(Stored data entries)

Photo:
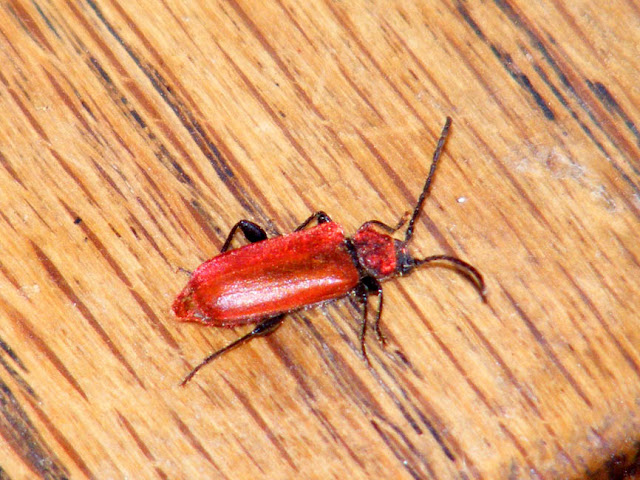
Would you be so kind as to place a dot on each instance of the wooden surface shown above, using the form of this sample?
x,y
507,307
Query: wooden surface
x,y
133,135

EXERCISE PROMPT.
Set the entries down again exactly. Do not include the images.

TASK OUTPUT.
Photo:
Would you be so kind as to place a dot on each instance of the wooden surface shown above, using the form of this sample?
x,y
507,307
Query: wooden surface
x,y
133,135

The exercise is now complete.